Records provided
Content starts
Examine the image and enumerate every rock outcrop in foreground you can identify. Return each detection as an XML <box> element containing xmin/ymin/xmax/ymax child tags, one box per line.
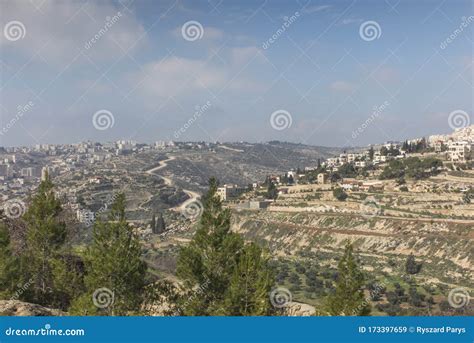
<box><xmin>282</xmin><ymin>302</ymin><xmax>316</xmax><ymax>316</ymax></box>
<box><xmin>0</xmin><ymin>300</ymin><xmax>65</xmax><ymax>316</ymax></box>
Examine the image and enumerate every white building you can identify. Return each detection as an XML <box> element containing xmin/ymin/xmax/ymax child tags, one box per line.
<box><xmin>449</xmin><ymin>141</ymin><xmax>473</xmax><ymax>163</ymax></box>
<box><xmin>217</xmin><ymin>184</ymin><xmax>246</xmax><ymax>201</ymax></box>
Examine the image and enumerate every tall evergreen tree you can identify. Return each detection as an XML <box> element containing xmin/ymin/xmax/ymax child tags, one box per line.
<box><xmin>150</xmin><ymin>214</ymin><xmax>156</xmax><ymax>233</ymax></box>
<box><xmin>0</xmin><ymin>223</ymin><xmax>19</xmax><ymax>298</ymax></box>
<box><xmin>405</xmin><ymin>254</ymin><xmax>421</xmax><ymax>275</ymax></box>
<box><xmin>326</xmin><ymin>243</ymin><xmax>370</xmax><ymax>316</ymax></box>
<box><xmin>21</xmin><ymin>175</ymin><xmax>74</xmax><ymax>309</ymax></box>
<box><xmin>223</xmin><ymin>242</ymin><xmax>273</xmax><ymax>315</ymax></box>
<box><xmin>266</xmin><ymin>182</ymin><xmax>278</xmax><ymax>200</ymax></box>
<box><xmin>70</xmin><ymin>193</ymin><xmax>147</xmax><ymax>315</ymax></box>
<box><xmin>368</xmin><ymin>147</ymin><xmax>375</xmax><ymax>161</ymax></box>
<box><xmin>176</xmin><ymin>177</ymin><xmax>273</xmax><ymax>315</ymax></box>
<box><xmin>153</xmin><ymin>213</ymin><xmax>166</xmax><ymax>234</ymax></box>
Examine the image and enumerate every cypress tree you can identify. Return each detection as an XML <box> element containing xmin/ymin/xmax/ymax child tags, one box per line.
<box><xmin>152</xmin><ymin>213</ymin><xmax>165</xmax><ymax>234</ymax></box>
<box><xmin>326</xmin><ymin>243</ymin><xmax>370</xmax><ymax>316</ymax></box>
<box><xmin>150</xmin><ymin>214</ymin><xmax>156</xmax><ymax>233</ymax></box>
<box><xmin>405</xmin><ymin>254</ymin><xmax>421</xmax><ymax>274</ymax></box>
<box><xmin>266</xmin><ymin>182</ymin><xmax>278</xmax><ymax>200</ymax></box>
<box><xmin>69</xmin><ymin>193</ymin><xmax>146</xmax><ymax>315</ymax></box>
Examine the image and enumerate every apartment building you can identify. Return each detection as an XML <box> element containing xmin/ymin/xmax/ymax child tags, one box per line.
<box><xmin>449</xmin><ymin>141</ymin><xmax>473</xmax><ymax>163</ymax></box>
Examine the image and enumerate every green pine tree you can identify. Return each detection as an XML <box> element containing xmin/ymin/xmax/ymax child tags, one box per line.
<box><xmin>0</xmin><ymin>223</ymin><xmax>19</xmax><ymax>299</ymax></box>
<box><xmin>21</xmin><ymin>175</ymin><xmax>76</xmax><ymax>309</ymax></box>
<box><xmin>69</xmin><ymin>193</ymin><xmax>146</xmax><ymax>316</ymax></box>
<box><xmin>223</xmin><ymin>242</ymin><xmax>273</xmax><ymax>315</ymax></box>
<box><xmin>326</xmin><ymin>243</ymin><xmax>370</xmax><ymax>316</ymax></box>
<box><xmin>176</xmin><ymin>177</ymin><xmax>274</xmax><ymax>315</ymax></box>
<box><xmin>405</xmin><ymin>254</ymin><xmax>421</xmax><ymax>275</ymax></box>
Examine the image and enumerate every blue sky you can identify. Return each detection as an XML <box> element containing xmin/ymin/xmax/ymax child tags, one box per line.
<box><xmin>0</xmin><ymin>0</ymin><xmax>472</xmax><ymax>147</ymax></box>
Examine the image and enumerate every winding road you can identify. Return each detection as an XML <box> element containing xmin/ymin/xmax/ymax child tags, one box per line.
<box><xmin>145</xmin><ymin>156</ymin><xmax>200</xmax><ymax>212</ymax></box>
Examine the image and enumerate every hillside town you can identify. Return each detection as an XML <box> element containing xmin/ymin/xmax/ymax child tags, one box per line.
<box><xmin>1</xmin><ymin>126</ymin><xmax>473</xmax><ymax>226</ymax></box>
Content ends
Exercise brief
Set down nothing but the lines from the one with "Examine the image and enumerate every hillside" through the end of the records, keeping each line exactly as written and including both ends.

Expected answer
Examine the image and enumerate every hillside town you can identify. Return each detection as an XML <box> element containing xmin/ymin/xmax/ymax child tags, one box per line.
<box><xmin>1</xmin><ymin>126</ymin><xmax>473</xmax><ymax>226</ymax></box>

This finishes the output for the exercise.